**TASK:** With the first line below as the start and the line containing "box: [11, 280, 512, 512]" as the end, copy every line between them exactly, ends included.

== RECORD EXTRACTS

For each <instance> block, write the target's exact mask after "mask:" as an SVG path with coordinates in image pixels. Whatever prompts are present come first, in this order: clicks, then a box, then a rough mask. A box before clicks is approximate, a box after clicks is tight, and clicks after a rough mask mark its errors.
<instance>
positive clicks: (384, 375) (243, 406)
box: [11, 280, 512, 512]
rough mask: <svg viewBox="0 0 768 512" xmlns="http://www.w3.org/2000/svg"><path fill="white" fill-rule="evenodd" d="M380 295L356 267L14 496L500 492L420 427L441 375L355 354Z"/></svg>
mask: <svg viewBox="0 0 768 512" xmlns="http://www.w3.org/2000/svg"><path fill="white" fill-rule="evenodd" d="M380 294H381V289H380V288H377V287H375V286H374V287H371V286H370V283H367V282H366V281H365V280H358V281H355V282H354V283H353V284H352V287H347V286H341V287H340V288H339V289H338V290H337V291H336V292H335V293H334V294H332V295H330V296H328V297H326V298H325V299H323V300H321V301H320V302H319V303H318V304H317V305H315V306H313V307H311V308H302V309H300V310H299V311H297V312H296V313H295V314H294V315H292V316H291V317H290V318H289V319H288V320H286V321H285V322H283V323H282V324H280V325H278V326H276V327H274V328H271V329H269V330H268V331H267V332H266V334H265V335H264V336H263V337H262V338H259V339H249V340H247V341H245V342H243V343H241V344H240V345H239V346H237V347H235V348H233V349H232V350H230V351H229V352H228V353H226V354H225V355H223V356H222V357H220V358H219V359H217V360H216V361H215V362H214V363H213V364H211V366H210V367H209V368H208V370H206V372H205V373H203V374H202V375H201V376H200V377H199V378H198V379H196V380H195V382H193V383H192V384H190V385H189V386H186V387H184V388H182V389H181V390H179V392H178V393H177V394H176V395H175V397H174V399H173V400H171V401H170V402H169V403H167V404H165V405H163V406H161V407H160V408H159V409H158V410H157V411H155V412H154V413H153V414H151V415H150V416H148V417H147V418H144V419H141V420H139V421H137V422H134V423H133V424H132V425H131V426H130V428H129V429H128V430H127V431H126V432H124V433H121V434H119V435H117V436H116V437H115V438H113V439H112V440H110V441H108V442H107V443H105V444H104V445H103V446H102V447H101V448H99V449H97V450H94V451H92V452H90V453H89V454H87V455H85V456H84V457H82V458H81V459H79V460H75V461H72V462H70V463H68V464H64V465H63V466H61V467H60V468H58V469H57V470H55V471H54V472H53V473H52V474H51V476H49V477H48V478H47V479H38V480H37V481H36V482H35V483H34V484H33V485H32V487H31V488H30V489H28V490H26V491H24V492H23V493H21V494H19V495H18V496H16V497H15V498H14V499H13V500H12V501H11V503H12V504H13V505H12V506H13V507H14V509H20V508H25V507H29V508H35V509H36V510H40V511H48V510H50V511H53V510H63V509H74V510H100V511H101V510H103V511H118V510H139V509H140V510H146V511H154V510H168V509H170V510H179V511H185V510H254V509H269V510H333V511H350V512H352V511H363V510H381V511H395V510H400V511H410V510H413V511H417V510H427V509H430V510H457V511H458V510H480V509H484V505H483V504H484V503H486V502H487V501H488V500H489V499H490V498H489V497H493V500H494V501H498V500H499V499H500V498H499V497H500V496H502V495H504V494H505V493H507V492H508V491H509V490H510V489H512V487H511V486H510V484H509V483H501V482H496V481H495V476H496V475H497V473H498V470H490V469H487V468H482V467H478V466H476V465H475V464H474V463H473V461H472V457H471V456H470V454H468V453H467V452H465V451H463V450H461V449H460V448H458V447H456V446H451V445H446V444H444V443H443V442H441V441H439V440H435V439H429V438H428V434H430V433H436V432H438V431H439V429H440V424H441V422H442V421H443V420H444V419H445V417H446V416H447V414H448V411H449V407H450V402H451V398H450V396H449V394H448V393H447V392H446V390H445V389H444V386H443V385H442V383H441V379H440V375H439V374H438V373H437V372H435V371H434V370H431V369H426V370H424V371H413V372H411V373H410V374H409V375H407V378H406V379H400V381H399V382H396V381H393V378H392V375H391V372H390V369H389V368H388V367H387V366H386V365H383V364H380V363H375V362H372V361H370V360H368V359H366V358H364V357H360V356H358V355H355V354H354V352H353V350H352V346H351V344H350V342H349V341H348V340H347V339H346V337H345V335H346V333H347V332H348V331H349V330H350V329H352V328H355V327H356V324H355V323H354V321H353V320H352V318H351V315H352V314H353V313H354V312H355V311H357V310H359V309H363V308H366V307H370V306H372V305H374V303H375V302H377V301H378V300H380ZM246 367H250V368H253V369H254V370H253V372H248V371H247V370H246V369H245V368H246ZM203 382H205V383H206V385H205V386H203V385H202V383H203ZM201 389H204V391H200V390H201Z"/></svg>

====

**WRITTEN ANSWER:**
For each <instance> block, write the target's exact mask after "mask:" as an SVG path with coordinates in image pixels. Whatever prompts are present come first, in this order: clicks, then a box, then a rough mask. A box before clicks is approximate, a box after clicks is tight, and clicks after a rough mask mark its errors.
<instance>
positive clicks: (384, 375) (243, 406)
box: [11, 280, 512, 512]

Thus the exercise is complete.